Ejercicio breve A: En el texto sobre el humor venezolano en la diáspora, copia otra vez el fragmento que empieza con "Para algunos, como" y termina con "la misma gracia.", pero reemplaza "Caracas" por "Maracaibo".
Ejercicio breve B: Prosigue el texto sobre el humor venezolano en la diáspora a partir de su última oración.

Bloque de texto:
Para algunos, como Márquez, hacer humor en medio de la diáspora es exactamente lo mismo que hacerlo en Caracas: se dicen las mismas cosas. Lo que cambia en realidad es el contexto de quien ríe; los chistes que evocaban aspectos ridículos de la existencia dejaron de ser simplemente un mecanismo de comicidad para proporcionar aquella “anestesia momentánea del corazón” que describía Henri Bergson en uno de sus ensayos. Evitan el dolor que supone añorar lo que no se alcanza, lo que era cotidiano y que ahora se difumina por cuenta de una cultura distante y de lenguas sin la misma gracia.

George Harris ha entendido esto mejor que nadie. Periodista y precursor de los micrófonos abiertos entre venezolanos, Harris —que ahora vive en Miami— elabora sus rutinas de improvisación alrededor de la historia de su gente, “pero no de la historia de nuestros próceres” aclara, “sino de lo que vivimos en la niñez, de cómo nos criaron, de cómo se comportaban nuestros padres. Eso es lo que abre el corazón de las personas”.

Información proporcionada:

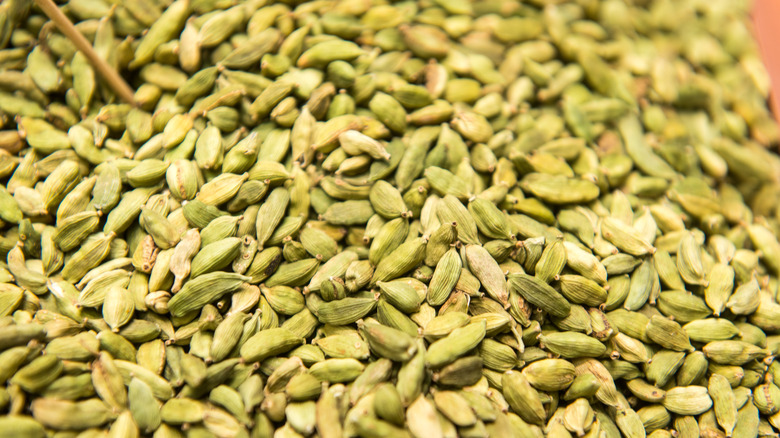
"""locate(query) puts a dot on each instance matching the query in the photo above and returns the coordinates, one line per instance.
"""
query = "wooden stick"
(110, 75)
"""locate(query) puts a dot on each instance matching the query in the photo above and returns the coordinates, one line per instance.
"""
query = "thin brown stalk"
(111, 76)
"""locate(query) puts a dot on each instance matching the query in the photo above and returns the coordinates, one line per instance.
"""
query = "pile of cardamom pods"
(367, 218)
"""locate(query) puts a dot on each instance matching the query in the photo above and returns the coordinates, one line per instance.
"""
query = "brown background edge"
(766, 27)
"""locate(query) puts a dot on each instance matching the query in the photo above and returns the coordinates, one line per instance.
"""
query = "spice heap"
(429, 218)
--
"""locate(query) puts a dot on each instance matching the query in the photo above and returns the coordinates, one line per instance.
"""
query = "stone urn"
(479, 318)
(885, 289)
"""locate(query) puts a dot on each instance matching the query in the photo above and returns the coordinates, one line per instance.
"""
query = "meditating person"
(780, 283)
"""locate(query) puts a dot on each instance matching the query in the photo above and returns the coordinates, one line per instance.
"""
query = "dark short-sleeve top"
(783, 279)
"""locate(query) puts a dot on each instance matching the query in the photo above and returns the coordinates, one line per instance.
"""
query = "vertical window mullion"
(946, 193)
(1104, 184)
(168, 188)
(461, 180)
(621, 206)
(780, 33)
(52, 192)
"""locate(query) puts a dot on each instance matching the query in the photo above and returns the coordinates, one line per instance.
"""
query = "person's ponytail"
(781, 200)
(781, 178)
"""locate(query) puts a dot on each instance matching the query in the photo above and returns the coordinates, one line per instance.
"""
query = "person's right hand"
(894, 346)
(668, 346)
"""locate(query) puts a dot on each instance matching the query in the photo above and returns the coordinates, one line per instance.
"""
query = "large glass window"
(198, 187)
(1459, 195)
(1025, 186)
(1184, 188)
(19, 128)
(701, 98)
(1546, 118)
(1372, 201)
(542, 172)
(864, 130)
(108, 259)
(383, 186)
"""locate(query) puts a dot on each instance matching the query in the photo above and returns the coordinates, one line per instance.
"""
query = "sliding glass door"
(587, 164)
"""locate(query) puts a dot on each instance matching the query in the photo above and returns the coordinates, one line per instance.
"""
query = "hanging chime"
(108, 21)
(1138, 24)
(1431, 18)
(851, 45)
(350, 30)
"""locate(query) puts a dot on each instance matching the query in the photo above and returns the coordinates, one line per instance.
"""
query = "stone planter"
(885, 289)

Respuesta escrita A:
Para algunos, como Márquez, hacer humor en medio de la diáspora es exactamente lo mismo que hacerlo en Maracaibo: se dicen las mismas cosas. Lo que cambia en realidad es el contexto de quien ríe; los chistes que evocaban aspectos ridículos de la existencia dejaron de ser simplemente un mecanismo de comicidad para proporcionar aquella “anestesia momentánea del corazón” que describía Henri Bergson en uno de sus ensayos. Evitan el dolor que supone añorar lo que no se alcanza, lo que era cotidiano y que ahora se difumina por cuenta de una cultura distante y de lenguas sin la misma gracia.

Respuesta escrita B:
Su humor es reconocido porque cuestiona elementos de una idiosincrasia acostumbrada a paradigmas en la política, el entretenimiento y la cultura. “Yo busqué un espacio alternativo en un país de mises, místeres y novelas”, explica.

Tanto él como Laureano Márquez son íconos de nicho; sus presentaciones en países de Europa, Estados Unidos y América Latina se atiborran de asistentes venezolanos, algo que Márquez ha querido capitalizar en términos sociales. Sus obras, en las que participa el también actor y humorista venezolano Emilio Lovera, le apuntan a cuestionar los imaginarios políticos, a educar, a la reflexión, la discrepancia y la respuesta cívica. “El humor político descubre la desnudez del poder y lo deja expuesto frente a la colectividad, una desnudez que de alguna manera todos presienten, pero que solo el humorista se atreve a revelar”, sentencia.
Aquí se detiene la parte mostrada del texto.